• [Exercise tasks]
1. According to the Pearce family history, where was the boys' prep school that J. W. E. Pearce built and ran with his wife?
2. Decide whether each statement agrees with the Pearce family history. (a) The family moved to Lewes Crescent in Brighton in 1922. (b) Edward Holroyd Pearce was the oldest of the four children. (c) Phyllis Pearce married Edward Eade.
3. Write the next part of the Pearce family history, picking up after its last sentence.

• [Extract to read]
Pearce

JWEPandEJohn William Ernest Pearce (1864-1951), my mother Effie’s father, is shown here with her.  He did well, in 1898, to marry my grandmother Irene Kate Chaplin, for he was a born academic,  whereas she had social skills in abundance. After a spell of teaching classics at Eastbourne College, Dover College, and University College School London, where he was Housemaster at Yarth House, he built and ran, with her, his own boys Prep School, at Merton Court, Sidcup, Kent, to the south of London, but sadly many of his boys died in France in the 1914-18 war.  There were a few girls in the school as well, including Effie, who became a bit of a tomboy. In 1922 the family moved to Lewes Crescent in Brighton, but in 1926 they moved again, to 10 Cromwell Place, South Kensington, in London near the Natural History Museum, and he had a second career, as a world authority on the Roman coinage of the 4th Century AD, working with Harold Mattingly of the British Museum. On a numismatic website recently I came across an entry: “Pearce, J. W. E. Harold Mattingly, C. H. V. Sutherland, and R. A. G. Carson Eds. The Roman Imperial Coinage v. I through X London: Spink & Son Ltd., 1968”.
My grandparents said they would leave London if and when the Natural History Museum was bombed. Not soon afterwards, in 1941, bombed it was, and they moved to Tunbridge Wells in Kent – and finally, after the war, back to London, to the Vale of Health in Hampstead.  I lived with them for some time in both places.

EHPandSIBSWTheir four children were, from left to right – the youngest, my uncle Jack – John Allan Chaplin Pearce (1912-2006) – a solicitor; the oldest, my mother Effie Irene Pearce (1899-1996); my uncle Edward Holroyd Pearce (1901-1990), who was later a Law Lord, Chairman of the Press Council for five years from 1969 and author of the Pearce Report on Rhodesia in 1972; and, on the right looking worried – as she often did – my aunt Phyllis Pearce (1910-1973). All four married and had children: My mother married Raymond Ray-Jones, an artist; Edward’s wife was Erica, daughter of Bertram Priestman, a well known landscape artist; John Allan Chaplin Pearce married Raffaella Elisabetta Maria Baione (Lella), whom he met in Italy when serving in the army; and Phyllis Pearce married Edward Eade (1911-1984), an artist whose work has recently been brought to the attention of the public through exhibitions and this website, and by his sons Oliver and his grandson Jeremy.

Photo labels with bounding boxes:
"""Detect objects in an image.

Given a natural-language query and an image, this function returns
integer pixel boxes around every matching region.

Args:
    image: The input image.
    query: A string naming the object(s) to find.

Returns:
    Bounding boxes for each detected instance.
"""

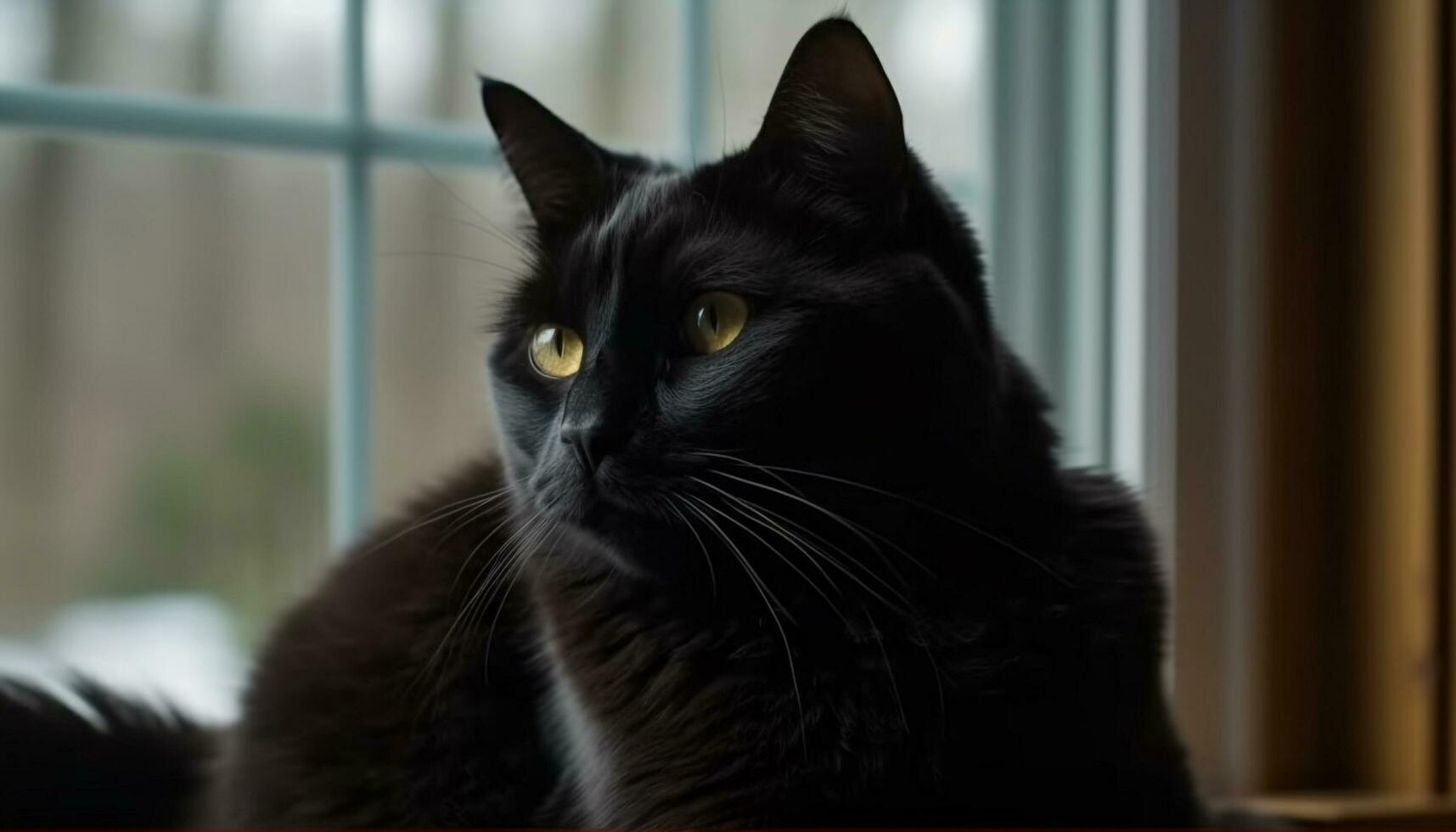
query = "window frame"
[0,0,709,551]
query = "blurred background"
[0,0,1456,822]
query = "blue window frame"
[0,0,1167,559]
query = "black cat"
[0,19,1201,826]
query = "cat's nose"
[560,419,623,475]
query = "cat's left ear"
[753,18,908,202]
[481,76,607,238]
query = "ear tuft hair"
[481,76,607,234]
[753,18,908,183]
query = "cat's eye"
[683,291,749,356]
[531,323,584,379]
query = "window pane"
[373,163,521,514]
[0,0,344,110]
[0,134,330,716]
[368,0,686,156]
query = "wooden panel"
[1352,0,1440,793]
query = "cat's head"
[483,19,1048,591]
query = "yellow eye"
[683,291,749,356]
[531,323,582,379]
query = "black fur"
[0,679,214,826]
[3,19,1200,826]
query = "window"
[0,0,1156,734]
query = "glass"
[0,132,332,718]
[373,162,524,516]
[368,0,686,157]
[0,0,344,110]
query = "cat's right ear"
[481,76,607,238]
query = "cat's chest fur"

• [Outputs]
1. At Merton Court, Sidcup, Kent, to the south of London.

2.
(a) Yes: "In 1922 the family moved to Lewes Crescent in Brighton."
(b) No: "the oldest, my mother Effie Irene Pearce (1899-1996)."
(c) Yes: "Phyllis Pearce married Edward Eade (1911-1984)."

3.
J W E Pearce’s father, Henry Edward Pearce,  from Bristol, emigrated to Canada in about 1882, with the whole of his family except J W E P, who was already at Oxford University. Of his grandfather, Edward Pearce wrote:
“It was typical of Grandfather Pearce that on my father going to Oxford at the age of 17 he gave him no advice and no money, but he did give him a tasteful tea set of Minton china (a few pieces of which even survived the Blitz), three tolerable water colours, and a dozen bottles of very fine Claret….. Grandfather Pearce, undismayed by his own ill-success [in the UK], was persuaded that Canada opened a wider field for his talents. He took his younger children there, and lived to a very ripe old age, full of culture, keen on freemasonry, spoilt by his sweet and loving wife, comforted and helped by kindly sons and daughters who went with him. I never heard that he earned any money, but he bred affection and nice children.”

Unfortunately I have no information about the life of Henry and his wife in Toronto, but my mother and I have kept in touch with the descendants of two of their children, Mabel and Elsie. I have a little information on William (Billy) Pearce but the trail has gone cold. I think that Cecil died in Toronto in 1909 and I have no information on the others – Henry Edmund, Leonard, Swinton, Lionel, Lincoln and Tom.  For Edward’s wife Harriet and the parents of both of them, click here.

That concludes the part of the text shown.